┌─ EXERCISE DATA

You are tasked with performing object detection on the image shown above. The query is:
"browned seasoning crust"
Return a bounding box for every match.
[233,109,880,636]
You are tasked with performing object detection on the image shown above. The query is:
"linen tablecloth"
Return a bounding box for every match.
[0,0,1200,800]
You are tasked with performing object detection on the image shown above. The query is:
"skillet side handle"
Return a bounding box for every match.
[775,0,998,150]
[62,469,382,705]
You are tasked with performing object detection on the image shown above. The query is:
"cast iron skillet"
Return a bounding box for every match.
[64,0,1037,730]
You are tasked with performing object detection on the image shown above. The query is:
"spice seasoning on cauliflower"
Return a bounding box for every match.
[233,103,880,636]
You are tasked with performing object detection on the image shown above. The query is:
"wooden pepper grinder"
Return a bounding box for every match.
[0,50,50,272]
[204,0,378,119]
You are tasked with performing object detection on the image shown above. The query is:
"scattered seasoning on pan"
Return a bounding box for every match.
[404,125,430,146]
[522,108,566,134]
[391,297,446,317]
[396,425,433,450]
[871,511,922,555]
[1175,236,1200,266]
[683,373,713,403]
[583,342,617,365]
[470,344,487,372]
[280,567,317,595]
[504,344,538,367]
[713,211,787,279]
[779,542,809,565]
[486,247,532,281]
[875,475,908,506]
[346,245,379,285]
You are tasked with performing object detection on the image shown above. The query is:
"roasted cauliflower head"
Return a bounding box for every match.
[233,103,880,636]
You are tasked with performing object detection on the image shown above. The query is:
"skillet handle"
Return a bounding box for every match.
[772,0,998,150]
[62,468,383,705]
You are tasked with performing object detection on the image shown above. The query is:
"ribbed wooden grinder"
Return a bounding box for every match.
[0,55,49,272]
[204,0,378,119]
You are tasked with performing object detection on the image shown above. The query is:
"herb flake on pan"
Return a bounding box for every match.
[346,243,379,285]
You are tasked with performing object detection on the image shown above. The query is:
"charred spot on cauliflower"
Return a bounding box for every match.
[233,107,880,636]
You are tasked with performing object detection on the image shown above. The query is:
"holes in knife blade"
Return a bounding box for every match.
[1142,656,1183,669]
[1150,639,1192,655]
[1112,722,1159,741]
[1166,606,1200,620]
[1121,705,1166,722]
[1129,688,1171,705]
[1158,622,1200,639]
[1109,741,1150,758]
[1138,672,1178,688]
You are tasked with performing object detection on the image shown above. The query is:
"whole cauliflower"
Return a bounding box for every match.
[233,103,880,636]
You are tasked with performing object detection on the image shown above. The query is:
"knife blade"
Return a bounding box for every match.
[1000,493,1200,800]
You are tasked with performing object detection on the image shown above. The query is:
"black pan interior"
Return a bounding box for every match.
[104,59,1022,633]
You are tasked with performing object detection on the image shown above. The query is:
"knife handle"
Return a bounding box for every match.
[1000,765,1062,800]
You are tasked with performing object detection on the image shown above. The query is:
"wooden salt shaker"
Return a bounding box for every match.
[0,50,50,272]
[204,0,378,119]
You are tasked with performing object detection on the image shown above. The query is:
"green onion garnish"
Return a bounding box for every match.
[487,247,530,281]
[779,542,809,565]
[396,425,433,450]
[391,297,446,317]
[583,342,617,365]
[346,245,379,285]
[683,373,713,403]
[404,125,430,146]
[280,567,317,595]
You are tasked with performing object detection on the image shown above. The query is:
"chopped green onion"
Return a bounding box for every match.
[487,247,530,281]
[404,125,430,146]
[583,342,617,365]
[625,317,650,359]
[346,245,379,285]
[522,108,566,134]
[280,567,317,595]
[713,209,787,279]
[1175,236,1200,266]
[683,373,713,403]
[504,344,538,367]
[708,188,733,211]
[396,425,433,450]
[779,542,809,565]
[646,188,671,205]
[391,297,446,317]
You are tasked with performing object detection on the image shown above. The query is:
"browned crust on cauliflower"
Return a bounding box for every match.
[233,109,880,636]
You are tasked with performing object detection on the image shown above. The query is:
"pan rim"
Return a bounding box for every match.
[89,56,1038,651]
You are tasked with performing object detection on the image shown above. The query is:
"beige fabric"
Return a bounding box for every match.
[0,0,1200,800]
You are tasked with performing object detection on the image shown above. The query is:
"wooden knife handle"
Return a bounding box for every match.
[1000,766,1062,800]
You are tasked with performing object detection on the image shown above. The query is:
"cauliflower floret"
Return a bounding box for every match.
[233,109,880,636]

└─

**WRITTEN TASK**
Collect every line of the rows above that contains the string "knife", matching case exactly. Copy each such line in full, in its original order.

**RIGHT ANSWER**
"holes in knife blade"
"knife blade"
"knife handle"
"wooden knife handle"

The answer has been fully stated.